Stated task A >> Return the part of the blog post about the Marlin Model 60 that opens with the words containing "A Marlin 60" and closes with "or replaced, quickly!", copied word for word.

Selected text >>
The Forgotten Model 60

Amidst all the hoo-hah of Ruger buying Marlin and re-releasing Marlin lever rifles, it seems as though everyone has forgotten about Marlin’s heritage in rimfire rifles.

See if you can see what caused me an immediate RCOB on this page:

“Currently not in production”????   WTF is going on over there?   When was production halted anyway, and why?

And indeed, a cursory look at my usual thirty or so favorite gun dealers’ sites revealed that the Model 60 is MIA, everywhere.

A Marlin 60 was the very first rifle I purchased, shortly after I arrived in the U.S. as a Drenched Wetback© in the mid-1980s, and in the proper hands it is capable of astounding accuracy — for any rifle, let alone a budget one — as witnessed by Reader Brad’s recent trip to the range:

That’s five rounds at 25 yards, although he did “cheat” by using a peep sight instead of the original buckhorn/V on the Marlin.

Note to the “marketing” department at Ruger:  restart production of this little beauty ASAP, you bastards, or hell will follow.

9 comments

  1. I think there are so many factors here…

    – Ruger is an awesome company. They make high quality products at reasonable prices. And if you have any issues – they are great about getting your product fixed or replaced, quickly!

Excerpts from point annotation records >>
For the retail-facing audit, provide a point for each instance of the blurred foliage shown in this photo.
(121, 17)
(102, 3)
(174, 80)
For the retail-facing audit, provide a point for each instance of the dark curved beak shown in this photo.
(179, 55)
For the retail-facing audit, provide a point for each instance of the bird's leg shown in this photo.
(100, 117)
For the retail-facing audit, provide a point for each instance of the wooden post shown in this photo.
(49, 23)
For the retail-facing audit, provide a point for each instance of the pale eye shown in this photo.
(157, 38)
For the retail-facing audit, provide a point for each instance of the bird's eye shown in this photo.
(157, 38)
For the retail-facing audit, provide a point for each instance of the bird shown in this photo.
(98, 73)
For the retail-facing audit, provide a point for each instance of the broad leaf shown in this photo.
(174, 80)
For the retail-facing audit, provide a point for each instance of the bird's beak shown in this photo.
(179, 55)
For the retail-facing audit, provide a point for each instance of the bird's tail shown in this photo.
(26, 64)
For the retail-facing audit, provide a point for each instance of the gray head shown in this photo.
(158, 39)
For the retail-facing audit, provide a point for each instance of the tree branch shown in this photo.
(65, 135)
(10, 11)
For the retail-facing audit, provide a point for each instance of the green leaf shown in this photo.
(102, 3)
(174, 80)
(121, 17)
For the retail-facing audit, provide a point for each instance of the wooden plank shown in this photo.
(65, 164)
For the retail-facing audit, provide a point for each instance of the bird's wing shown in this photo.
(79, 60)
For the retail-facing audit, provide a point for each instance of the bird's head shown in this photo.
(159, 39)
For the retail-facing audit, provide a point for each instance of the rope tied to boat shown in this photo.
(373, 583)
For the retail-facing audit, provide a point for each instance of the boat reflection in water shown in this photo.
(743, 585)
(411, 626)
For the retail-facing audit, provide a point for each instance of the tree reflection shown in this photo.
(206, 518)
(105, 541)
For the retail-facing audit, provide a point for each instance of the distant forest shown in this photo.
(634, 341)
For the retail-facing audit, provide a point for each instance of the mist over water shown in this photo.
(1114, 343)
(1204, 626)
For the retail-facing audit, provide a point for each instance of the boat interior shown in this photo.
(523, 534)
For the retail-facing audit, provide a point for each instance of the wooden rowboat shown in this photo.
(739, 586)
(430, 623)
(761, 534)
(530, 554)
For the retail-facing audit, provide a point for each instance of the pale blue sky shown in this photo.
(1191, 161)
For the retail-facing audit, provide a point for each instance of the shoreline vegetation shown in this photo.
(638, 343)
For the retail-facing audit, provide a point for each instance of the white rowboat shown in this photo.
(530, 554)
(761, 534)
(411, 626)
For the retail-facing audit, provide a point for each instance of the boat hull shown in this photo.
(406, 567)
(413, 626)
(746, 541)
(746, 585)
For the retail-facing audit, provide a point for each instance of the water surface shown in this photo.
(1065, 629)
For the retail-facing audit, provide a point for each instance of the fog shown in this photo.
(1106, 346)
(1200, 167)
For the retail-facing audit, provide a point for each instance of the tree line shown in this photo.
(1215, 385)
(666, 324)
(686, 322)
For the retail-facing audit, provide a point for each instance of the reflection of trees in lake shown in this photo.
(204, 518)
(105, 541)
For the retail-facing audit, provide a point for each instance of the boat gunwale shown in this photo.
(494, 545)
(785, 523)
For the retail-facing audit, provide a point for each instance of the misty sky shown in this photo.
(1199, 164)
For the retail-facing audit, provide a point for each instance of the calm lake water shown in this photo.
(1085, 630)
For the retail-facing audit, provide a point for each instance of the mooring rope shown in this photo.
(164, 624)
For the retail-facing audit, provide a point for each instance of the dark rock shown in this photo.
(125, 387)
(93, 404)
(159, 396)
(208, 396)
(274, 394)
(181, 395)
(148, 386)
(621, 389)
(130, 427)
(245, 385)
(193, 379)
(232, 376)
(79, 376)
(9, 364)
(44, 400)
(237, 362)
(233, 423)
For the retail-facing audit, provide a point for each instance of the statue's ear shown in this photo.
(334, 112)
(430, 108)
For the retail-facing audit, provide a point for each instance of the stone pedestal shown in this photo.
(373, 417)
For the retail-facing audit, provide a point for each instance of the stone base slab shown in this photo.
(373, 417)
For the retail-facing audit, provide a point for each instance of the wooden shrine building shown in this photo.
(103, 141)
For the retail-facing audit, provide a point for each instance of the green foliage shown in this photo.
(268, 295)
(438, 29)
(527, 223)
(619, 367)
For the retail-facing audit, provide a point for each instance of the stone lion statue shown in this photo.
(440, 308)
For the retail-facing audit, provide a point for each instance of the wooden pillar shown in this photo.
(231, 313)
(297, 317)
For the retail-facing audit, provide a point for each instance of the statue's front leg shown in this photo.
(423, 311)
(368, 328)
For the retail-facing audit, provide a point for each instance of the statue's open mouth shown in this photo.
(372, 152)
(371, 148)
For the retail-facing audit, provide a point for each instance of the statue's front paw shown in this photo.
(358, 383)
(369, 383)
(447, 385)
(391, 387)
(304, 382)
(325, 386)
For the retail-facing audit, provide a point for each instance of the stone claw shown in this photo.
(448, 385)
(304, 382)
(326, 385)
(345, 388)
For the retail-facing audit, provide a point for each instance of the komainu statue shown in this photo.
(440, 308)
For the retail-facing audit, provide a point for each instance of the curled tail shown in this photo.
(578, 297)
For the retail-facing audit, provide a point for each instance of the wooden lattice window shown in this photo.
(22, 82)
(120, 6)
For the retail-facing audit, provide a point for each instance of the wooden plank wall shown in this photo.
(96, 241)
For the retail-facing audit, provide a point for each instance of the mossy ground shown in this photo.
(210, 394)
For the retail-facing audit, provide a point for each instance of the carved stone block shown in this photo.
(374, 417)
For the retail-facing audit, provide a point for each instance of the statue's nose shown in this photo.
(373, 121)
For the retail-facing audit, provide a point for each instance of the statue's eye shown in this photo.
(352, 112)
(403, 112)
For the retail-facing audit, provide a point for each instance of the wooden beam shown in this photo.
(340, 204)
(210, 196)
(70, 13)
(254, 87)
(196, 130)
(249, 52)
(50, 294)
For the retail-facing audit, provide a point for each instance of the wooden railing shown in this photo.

Stated task B >> Rewrite the part of the records that opens with the line containing "lake shown in this photo." and closes with the line containing "(1199, 164)", changing "gunwale" to "rail" and leaving everything else unchanged. Give only those lines.

Task response A >>
A Marlin 60 was the very first rifle I purchased, shortly after I arrived in the U.S. as a Drenched Wetback© in the mid-1980s, and in the proper hands it is capable of astounding accuracy — for any rifle, let alone a budget one — as witnessed by Reader Brad’s recent trip to the range:

That’s five rounds at 25 yards, although he did “cheat” by using a peep sight instead of the original buckhorn/V on the Marlin.

Note to the “marketing” department at Ruger:  restart production of this little beauty ASAP, you bastards, or hell will follow.

9 comments

  1. I think there are so many factors here…

    – Ruger is an awesome company. They make high quality products at reasonable prices. And if you have any issues – they are great about getting your product fixed or replaced, quickly!

Task response B >>
For the retail-facing audit, provide a point for each instance of the reflection of trees in lake shown in this photo.
(204, 518)
(105, 541)
For the retail-facing audit, provide a point for each instance of the boat rail shown in this photo.
(494, 545)
(785, 523)
For the retail-facing audit, provide a point for each instance of the misty sky shown in this photo.
(1199, 164)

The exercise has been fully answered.